TEXT BLOCK

[START]

Decide a consistent policy on having multiple archived objects for the same extid
Closed, MigratedEdits Locked
Actions

Assigned To

Authored By

	olasd
	Jun 30 2021, 6:49 PM

Description

The current extid table is a n-n mapping between:

external artifacts, identified by an extid type (e.g. hg-nodeid) and an extid (usually some form of hash)
archived objects in Software Heritage, identified by their SWHID (in practice, an object type and a hash)

During the lifetime of the archive, mostly when we refine our data model or when we improve the fidelity of loaders, we've ended up loading the same external object multiple time, generating multiple archived objects (and SWHIDs) for the same external artifact.

The current assumption in the mercurial loader, is that there is a single archived object for each nodeid. I noticed this in staging, and brushed it off as a partial deployment issue, but this is actually (very) false in production: we have 2 million archived mercurial revisions with multiple associated objects in the archive. (Ref: P1084)

From what I understand, the mercurial loader currently uses the extid table to avoid reprocessing mercurial changesets that have already been archived by a previous run of the loader (on any origin). For this usecase, it needs a mapping from extid to the "latest" archived object corresponding to it.

When discussing this with @vlorentz, multiple ways of resolving this issue came up:

Add a mapping version field to the extid table
- add a mapping_version (loader_version?) field to the extid table.
- allow loaders to query extid mappings using an extid type and a mapping_version "higher than x" constraint (or maybe just "equal to x"?)
- have loaders bump the mapping version when storing future extids, if the external objects need to be reprocessed because the storage changed in an incompatible way

Have loaders change their extid_type when they do changes that we want to trigger a new archival
Wipe the old extids from the ExtID table when doing an incompatible change

We should decide a way forward, and implement it, as this is another blocker on the way to the deployment of the new version of the mercurial loader (loading an existing archived project is broken).

[END]

Say whether each statement below agrees with the issue about extids, answering yes or no and quoting the exact words that decide it. 1. The extid table maps each external artifact to exactly one archived object. 2. The mercurial loader assumes a single archived object for each nodeid. 3. In production, about 2 million archived mercurial revisions have multiple associated objects.

DATA PROVIDED
[START]

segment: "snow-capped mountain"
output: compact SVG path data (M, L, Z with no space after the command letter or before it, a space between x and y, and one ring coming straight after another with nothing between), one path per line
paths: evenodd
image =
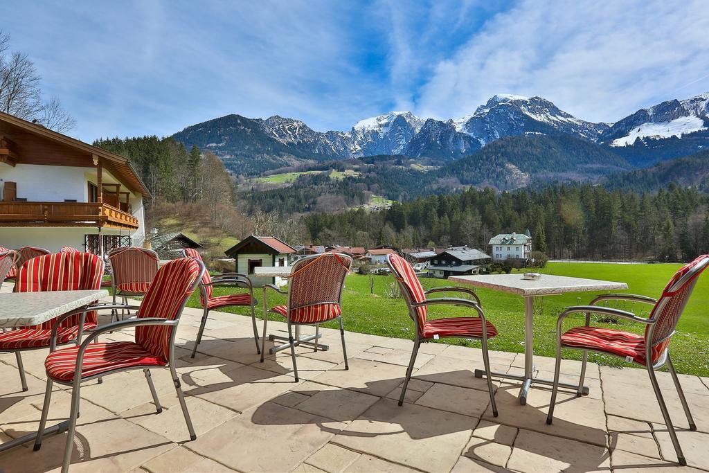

[END]

WORKED SOLUTION
1. No: "The current extid table is a n-n mapping between:"
2. Yes: "The current assumption in the mercurial loader, is that there is a single archived object for each nodeid."
3. Yes: "we have 2 million archived mercurial revisions with multiple associated objects in the archive."